◆ Extrait source:
________________
Faisant écho au plus vindicatifs critiques de la civilisation musulmane contemporaine (un panthéon dont on retiendra en France, notamment, Bernard Henry-Lévy, Alain Finkelkraut et André Glucksmann), la geste des nouveaux Oncles Tom reprend aujourd’hui à son compte la phraséologie en vogue (« dommage collatéral », « islamo-fascisme », etc..) pour rationaliser, limiter, voire invisibiliser, les crimes commis en Irak, en Palestine, en Afghanistan et à Guantanamo.

Convoqués à chaque nouvelle crise, ayants droit à tous les honneurs médiatiques, cette caste d’élus (ils le sont, mais à quoi ?) récitent, coiffés de bonnets phrygiens, le conte d’un monde arabo-musulman qui doit impérativement faire son deuil de ses structures sociétales et religieuses, s’élever à une modernité forcément synonyme du « Siècle des Lumières » et rejoindre ainsi les inévitables valeurs mondiales. Un storytelling qui nous aurait volontiers convaincu n’auraient été la fin de la fin de l’histoire, le retour du colonialisme, la mutation de l’impérialisme, l’avènement du choc des civilisations, l’officialisation de la torture et la prépotence des visions perverties du droit à l’expression.
________________
◆ Exercice court a:
Renvoyez chaque ligne des enregistrements qui contient le mot « crane ».

◆ Lignes de données:
________________
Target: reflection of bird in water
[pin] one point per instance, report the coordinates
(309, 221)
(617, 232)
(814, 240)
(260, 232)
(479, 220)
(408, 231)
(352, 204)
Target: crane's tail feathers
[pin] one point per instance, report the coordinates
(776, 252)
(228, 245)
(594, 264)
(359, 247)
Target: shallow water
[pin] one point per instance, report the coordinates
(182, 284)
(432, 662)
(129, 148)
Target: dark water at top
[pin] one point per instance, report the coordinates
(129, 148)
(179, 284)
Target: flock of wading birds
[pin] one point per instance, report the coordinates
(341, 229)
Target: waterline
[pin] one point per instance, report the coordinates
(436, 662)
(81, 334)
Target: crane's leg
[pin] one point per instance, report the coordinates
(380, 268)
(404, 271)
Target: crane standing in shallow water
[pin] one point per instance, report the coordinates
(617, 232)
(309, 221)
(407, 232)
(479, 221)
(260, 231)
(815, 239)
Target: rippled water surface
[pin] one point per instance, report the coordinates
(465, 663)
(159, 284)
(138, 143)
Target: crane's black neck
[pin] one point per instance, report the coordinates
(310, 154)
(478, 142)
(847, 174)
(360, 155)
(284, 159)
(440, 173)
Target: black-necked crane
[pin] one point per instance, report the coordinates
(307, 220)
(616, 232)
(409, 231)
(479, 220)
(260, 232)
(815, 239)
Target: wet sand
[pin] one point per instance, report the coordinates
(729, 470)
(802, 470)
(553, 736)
________________
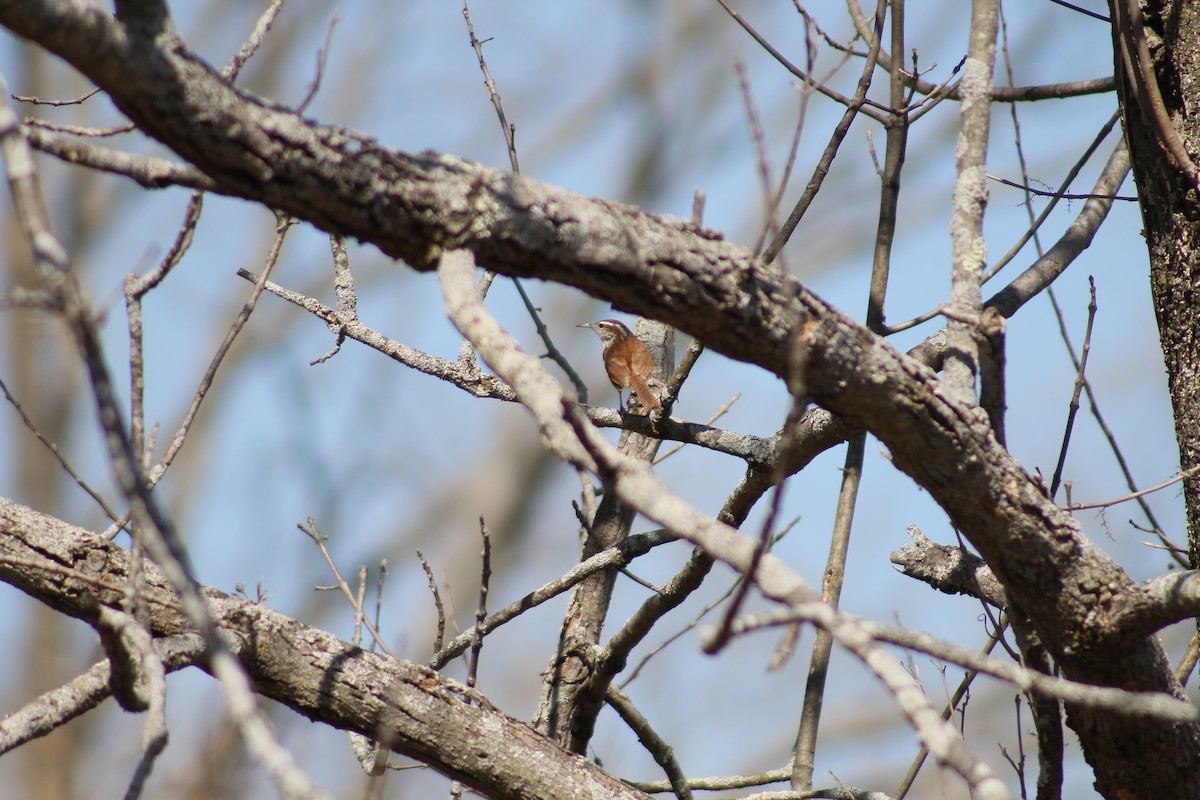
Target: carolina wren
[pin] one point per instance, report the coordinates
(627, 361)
________________
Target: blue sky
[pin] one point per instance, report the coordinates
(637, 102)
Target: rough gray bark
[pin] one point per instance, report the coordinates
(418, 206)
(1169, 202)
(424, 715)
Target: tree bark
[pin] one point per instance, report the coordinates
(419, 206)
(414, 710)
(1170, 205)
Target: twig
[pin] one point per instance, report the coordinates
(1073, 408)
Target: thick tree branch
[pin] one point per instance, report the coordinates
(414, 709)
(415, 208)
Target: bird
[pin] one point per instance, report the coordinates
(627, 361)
________________
◆ Exercice court b:
Prolongez l'extrait sur les critiques du monde arabo-musulman à partir de sa dernière phrase.

◆ Réponse écrite a:
Target: crane's tail feathers
Target: crane's leg
Target: crane standing in shallow water
Target: crane's black neck
Target: black-necked crane

◆ Réponse écrite b:
Narratifs de déni, logiques d’exceptionalisme et métamorphoses des causalités sous-tendent, en réalité, ces servitudes volontaires. L’un des ressorts de l’émission télévisée « Tout le Monde en Parle » de France 2 avait été, il y a quelques années, de régulièrement mettre face à des intellectuels, sociologues, politologues ou hommes politiques occidentaux, préoccupés par la défense de la politique américaine au Moyen-Orient ou celle d’Israël en Palestine, quelque judoka, chanteur, acteur ou footballeur arabe ou musulman, chargé par défaut de défendre l’autre camp.

Au-delà de la pernicieuse normalisation de ce casting respectif, les premiers ne pouvaient qu’avoir le bon rôle face à l’émotionalisme (qui passait invariablement pour du misérabilisme) des seconds. Cet artifice n’est, désormais, plus nécessaire, il suffira de faire appel aux janissaires nouvellement formatés. Il s’en trouvera bien parmi eux un qui assignera la faute à la famille de Gaza qui refuse de mettre fin à son « terrorisme » ou à l’irakien qui rejette, ingrat, la générosité américaine. « Pour humilier, il faut être deux : celui qui humilie… et celui qui veut bien se laisser humilier. Si ce dernier fait défaut, il reste des mesures vexatoires, mais non cette humiliation qui accable » avait écrit Etty Hillesum, martyr juive décédée à Auschwitz en 1943 qui avait choisit de se livrer aux Nazis ayant déjà arrêté ses parents et ses frères.